- **Exercices**:
(a) D'après l'extrait sur les ressortissants turcs, pourquoi la Cour n'a-t-elle pas jugé que l'article 59 du protocole additionnel empêchait d'accorder aux ressortissants turcs un droit dont les ressortissants de l'Union ne disposent pas ? Répondez en une à trois phrases.
(b) Recopiez, dans l'extrait sur les ressortissants turcs, le passage qui commence par les mots « 48. La situation » et finit par « Akdas e.a. (EU:C:2011:346). ».
(c) Selon l'extrait sur les ressortissants turcs, quel règlement est devenu le règlement no 883/2004 ?

- **Texte à lire**:

45. Cette interprétation était en effet justifiée par le fait que le régime applicable aux ressortissants turcs (au titre de l’article 7 de la décision no 1/80) ne pouvait pas être comparé à celui applicable aux ressortissants de l’Union [au titre du système mis en place par le règlement (CEE) no 1612/68 ( 32 )]. Les droits découlant du régime d’association sont à plusieurs égards moins favorables que ceux que les ressortissants de l’Union tirent du droit de l’Union ( 33 ). En conséquence, la Cour
n’a pas considéré que l’article 59 du protocole additionnel empêche de conférer à des ressortissants turcs un droit que les ressortissants de l’Union ne disposent pas dans un tel contexte. Il ressort de cet arrêt que ce qui importe c’est le statut global des ressortissants turcs et de l’Union. En d’autres termes, l’article 59 requiert simplement que les ressortissants de l’Union ne se trouvent pas, globalement, dans une situation moins favorable que celle des ressortissants turcs à l’égard d’une
catégorie particulière de droits ( 34 ).
46. En effet, à l’instar des textes en cause dans l’affaire Derin (EU:C:2007:442), les règles mises en place par la décision no 3/80 pour coordonner les régimes de sécurité sociale, en cause dans l’affaire Akdas e.a. (EU:C:2011:346), ne sont pas parfaitement alignées sur le règlement no 1408/71 (devenu règlement no 883/2004). Si la décision peut certes permettre d’exporter certaines prestations, l’on peut raisonnablement supposer qu’elle accorde une protection moins étendue que celle liée à la
citoyenneté de l’Union dans son ensemble ( 35 ).
47. À l’inverse, du point de vue des ressortissants turcs, lorsque ces derniers sont considérés comme étant dans une situation comparable à celle de ressortissants de l’Union, l’application de l’article 59 du protocole additionnel peut aboutir à écarter les droits que les ressortissants turcs auraient tirés autrement du régime d’association CEE-Turquie ( 36 ).
48. La situation des défendeurs diffère-t-elle suffisamment de celle des travailleurs turcs dans l’affaire Akdas e.a. (EU:C:2011:346)? Ainsi que je l’ai déjà expliqué plus haut, je pense que tel est le cas. Toutefois, au risque même de me répéter, je vais brièvement considérer ces différences à la lumière de l’arrêt Akdas e.a. (EU:C:2011:346).

- **Données enregistrées**:
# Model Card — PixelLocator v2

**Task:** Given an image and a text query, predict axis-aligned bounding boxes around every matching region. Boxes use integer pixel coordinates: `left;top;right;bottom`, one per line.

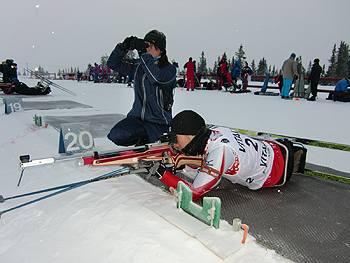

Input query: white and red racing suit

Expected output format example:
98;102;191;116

160;127;285;200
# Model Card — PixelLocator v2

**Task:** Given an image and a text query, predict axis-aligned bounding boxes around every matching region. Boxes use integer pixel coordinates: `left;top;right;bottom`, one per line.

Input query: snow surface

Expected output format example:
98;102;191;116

0;78;350;262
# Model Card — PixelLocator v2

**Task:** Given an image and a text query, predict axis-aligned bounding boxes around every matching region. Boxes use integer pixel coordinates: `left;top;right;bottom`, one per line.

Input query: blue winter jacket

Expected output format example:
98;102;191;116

107;44;176;126
334;78;349;91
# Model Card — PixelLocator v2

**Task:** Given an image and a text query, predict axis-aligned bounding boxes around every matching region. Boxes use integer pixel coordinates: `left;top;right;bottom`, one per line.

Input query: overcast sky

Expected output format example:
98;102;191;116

0;0;350;73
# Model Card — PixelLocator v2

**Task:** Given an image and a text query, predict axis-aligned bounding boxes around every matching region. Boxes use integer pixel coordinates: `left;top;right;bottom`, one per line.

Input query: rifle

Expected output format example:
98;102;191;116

18;139;202;185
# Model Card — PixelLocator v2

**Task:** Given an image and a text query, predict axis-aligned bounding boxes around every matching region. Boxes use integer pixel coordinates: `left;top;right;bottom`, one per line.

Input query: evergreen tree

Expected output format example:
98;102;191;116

100;54;109;67
197;51;208;74
335;41;349;78
257;57;268;76
326;44;337;78
235;44;247;66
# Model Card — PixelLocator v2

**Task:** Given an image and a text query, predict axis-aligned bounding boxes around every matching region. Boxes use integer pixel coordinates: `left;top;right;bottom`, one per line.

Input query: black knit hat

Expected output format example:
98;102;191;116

170;110;205;135
143;29;166;51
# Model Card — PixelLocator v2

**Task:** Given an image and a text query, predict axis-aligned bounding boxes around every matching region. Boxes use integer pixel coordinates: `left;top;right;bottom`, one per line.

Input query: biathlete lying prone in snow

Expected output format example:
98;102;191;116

153;110;306;200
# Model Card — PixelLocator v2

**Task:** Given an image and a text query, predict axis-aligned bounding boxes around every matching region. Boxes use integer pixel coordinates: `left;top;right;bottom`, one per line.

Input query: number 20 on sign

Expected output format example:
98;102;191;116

58;122;95;155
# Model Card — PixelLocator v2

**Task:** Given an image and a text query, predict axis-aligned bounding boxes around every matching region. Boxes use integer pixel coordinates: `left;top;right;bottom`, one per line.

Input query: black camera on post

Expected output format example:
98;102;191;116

120;36;149;55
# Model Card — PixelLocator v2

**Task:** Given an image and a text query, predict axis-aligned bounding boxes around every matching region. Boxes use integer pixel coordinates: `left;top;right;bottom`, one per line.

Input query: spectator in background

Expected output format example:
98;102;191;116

107;30;176;146
333;78;350;102
0;59;18;83
184;57;196;91
231;60;242;89
281;53;298;99
307;58;322;101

- **Corrigés**:
(a) Le régime des ressortissants turcs, prévu par l'article 7 de la décision no 1/80, ne pouvait pas être comparé à celui des ressortissants de l'Union, prévu par le règlement (CEE) no 1612/68. Les droits tirés du régime d'association sont en effet à plusieurs égards moins favorables que ceux que les ressortissants de l'Union tirent du droit de l'Union.

(b)
48. La situation des défendeurs diffère-t-elle suffisamment de celle des travailleurs turcs dans l’affaire Akdas e.a. (EU:C:2011:346)? Ainsi que je l’ai déjà expliqué plus haut, je pense que tel est le cas. Toutefois, au risque même de me répéter, je vais brièvement considérer ces différences à la lumière de l’arrêt Akdas e.a. (EU:C:2011:346).

(c) Le règlement no 1408/71.